The request
Reproduce all of the material below word for word, leaving out the pictures.

........

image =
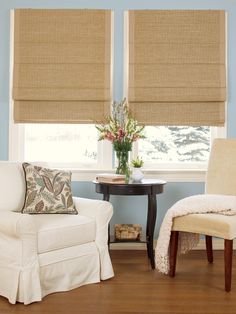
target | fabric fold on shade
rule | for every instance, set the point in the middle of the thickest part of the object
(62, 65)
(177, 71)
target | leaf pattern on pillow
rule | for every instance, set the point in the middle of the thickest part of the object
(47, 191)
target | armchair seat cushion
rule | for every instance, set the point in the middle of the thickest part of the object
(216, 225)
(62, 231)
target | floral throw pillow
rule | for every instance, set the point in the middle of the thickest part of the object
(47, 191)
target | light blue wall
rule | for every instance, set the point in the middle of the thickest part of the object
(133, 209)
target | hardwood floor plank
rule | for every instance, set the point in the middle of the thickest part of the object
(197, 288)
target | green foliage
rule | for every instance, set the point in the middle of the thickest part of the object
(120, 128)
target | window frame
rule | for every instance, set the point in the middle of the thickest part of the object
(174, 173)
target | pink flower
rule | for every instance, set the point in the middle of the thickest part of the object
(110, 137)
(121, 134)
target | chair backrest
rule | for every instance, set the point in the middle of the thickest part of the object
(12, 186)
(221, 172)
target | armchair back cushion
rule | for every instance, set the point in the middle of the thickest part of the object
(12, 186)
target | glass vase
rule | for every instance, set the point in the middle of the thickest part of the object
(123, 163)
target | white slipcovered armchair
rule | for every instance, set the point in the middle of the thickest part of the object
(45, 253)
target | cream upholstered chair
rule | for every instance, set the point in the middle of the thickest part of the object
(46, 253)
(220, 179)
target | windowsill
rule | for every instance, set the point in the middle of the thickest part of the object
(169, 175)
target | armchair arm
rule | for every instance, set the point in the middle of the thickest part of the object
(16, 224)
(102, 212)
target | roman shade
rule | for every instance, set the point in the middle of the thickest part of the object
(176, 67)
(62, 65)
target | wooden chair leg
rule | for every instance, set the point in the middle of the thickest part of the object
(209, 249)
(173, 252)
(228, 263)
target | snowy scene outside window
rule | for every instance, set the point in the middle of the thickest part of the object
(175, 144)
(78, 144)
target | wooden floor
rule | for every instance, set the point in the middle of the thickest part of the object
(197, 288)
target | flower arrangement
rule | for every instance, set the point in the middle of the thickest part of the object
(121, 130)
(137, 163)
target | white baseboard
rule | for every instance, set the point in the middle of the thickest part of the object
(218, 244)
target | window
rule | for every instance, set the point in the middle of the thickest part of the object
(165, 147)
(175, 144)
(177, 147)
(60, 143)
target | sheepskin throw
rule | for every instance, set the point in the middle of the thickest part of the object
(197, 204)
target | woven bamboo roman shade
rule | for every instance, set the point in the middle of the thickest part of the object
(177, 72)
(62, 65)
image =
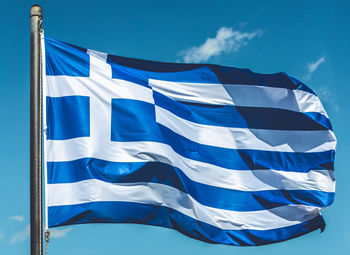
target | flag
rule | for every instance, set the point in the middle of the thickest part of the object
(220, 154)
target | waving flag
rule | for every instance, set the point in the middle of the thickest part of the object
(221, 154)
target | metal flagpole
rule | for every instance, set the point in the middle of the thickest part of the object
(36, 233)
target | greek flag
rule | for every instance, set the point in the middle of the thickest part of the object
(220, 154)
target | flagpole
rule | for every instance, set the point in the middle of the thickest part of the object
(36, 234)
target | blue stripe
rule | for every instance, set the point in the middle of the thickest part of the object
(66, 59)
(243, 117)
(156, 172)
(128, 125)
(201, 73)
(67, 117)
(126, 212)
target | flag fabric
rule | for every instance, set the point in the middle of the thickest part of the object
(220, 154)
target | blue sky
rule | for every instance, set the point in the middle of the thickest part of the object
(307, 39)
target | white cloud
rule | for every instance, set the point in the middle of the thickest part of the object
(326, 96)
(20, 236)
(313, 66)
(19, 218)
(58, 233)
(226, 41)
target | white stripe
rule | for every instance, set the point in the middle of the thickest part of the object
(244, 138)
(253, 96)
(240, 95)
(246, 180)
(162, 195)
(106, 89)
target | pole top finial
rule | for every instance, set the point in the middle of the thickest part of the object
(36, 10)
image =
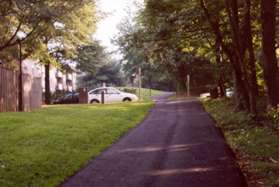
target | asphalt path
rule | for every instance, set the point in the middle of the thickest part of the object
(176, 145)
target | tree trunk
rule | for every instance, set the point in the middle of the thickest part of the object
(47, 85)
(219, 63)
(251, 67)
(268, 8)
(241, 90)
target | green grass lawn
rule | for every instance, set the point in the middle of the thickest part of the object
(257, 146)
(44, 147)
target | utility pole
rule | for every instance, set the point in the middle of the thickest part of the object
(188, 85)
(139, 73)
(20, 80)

........

Output of the exercise
image =
target | fabric fold on shade
rule | for every instance, set the point in the middle of the thickest part of the object
(62, 65)
(177, 71)
target | leaf pattern on pillow
rule | for every instance, set the point in the middle of the thickest part of the object
(47, 191)
target | armchair seat cushion
rule | for every instance, set the point in the middle of the thickest part of the object
(216, 225)
(62, 231)
target | floral throw pillow
rule | for every instance, set the point in the middle of the thickest part of the object
(47, 191)
target | light blue wall
rule | for every instance, set the point in the middle of the thickest part of the object
(133, 209)
target | hardwood floor plank
rule | for every instance, set the point in the middle of the thickest part of the object
(197, 288)
target | green foliage
rule | for every instance, set the point in the middle of the thickest part of the object
(120, 128)
target | window frame
rule | for every instance, set the point in the middle of the thickest part of the object
(174, 173)
target | pink flower
rule | for every instance, set the point in the middle of the thickest part of the object
(110, 137)
(121, 134)
target | chair backrest
rule | for every instance, set the point in the middle of the thickest part of the object
(12, 186)
(221, 172)
target | armchair back cushion
rule | for every instance, set the point in the middle of the thickest part of the object
(12, 186)
target | glass vase
rule | for every instance, set the point in the middle of the thickest part of the object
(123, 163)
target | white slipcovered armchair
rule | for every instance, set the point in the middle of the thickest part of the object
(45, 253)
target | cream upholstered chair
rule | for every instance, set the point in the middle of the thickest part of the object
(46, 253)
(220, 179)
target | windowsill
rule | for every instance, set the point in the middle of the thickest part of the object
(169, 175)
target | armchair arm
rule | for every instance, set the point in the middle of the thickest part of the object
(16, 224)
(102, 212)
target | roman shade
rule | for every instance, set the point in the middle of the thickest part of the object
(176, 67)
(62, 65)
target | wooden chair leg
rule | for every instance, set the point in the middle of the thickest part of the object
(209, 249)
(173, 252)
(228, 263)
target | snowy scene outside window
rule | for every instance, set the point in the middle of the thickest part of the object
(175, 144)
(78, 144)
target | wooden floor
rule | for every instance, set the point in the middle of the thickest part of the object
(197, 288)
target | flower arrangement
rule | for every instance, set the point in the middle of the thickest part of the object
(121, 130)
(137, 163)
target | white baseboard
rule | for every instance, set the point in the middle of the thickest part of the object
(218, 244)
target | window
rule | for every instance, set the point in the middle of the thickest part of the object
(165, 147)
(175, 144)
(177, 147)
(60, 143)
target | sheepskin throw
rule | for every instance, set the point in the middle of the thickest part of the object
(197, 204)
target | woven bamboo roman shade
rule | for every instance, set the point in the middle of the thickest part of the object
(177, 72)
(62, 65)
image =
target | flag
rule | for every instance, set the point in the middle of the thickest part of the object
(220, 154)
target | waving flag
rule | for every instance, set the point in the middle of the thickest part of the object
(221, 154)
target | metal flagpole
rule | for every instance, set the point in the middle of the thickest part of the object
(36, 233)
target | greek flag
rule | for every instance, set the point in the middle of the thickest part of the object
(220, 154)
target | flagpole
rule | for every instance, set the point in the middle of the thickest part of the object
(36, 234)
target | blue stripe
rule | for every instance, set the point in the middle of the thickest part of the object
(66, 59)
(243, 117)
(156, 172)
(128, 125)
(201, 73)
(67, 117)
(126, 212)
target | flag fabric
rule | for every instance, set the point in the middle of the thickest part of the object
(220, 154)
target | blue sky
rule | for every instance, set the point in the middle of the thickest part of the object
(307, 39)
target | white cloud
rule | for every instance, set the point in the middle of the thickest part of the object
(326, 96)
(20, 236)
(313, 66)
(19, 218)
(58, 233)
(226, 41)
target | white stripe
rule | for every instance, set the point in the middle of the thickest part of the object
(244, 138)
(253, 96)
(240, 95)
(246, 180)
(162, 195)
(106, 89)
target | pole top finial
rule | for every instance, set the point in the middle of the thickest part of the object
(36, 10)
image =
target | asphalt path
rule | for every instance, set the point in the middle of the thickest part of the object
(176, 145)
target | tree trunk
rule | for every instance, set the point in the middle of the thickest part of the object
(47, 85)
(219, 63)
(251, 67)
(268, 8)
(241, 90)
target | green grass lawn
rule | for every instance, set the point in the middle of the thickest part of the object
(257, 146)
(44, 147)
target | utility pole
rule | for every instance, set the point in the middle of the thickest part of the object
(188, 85)
(139, 73)
(20, 80)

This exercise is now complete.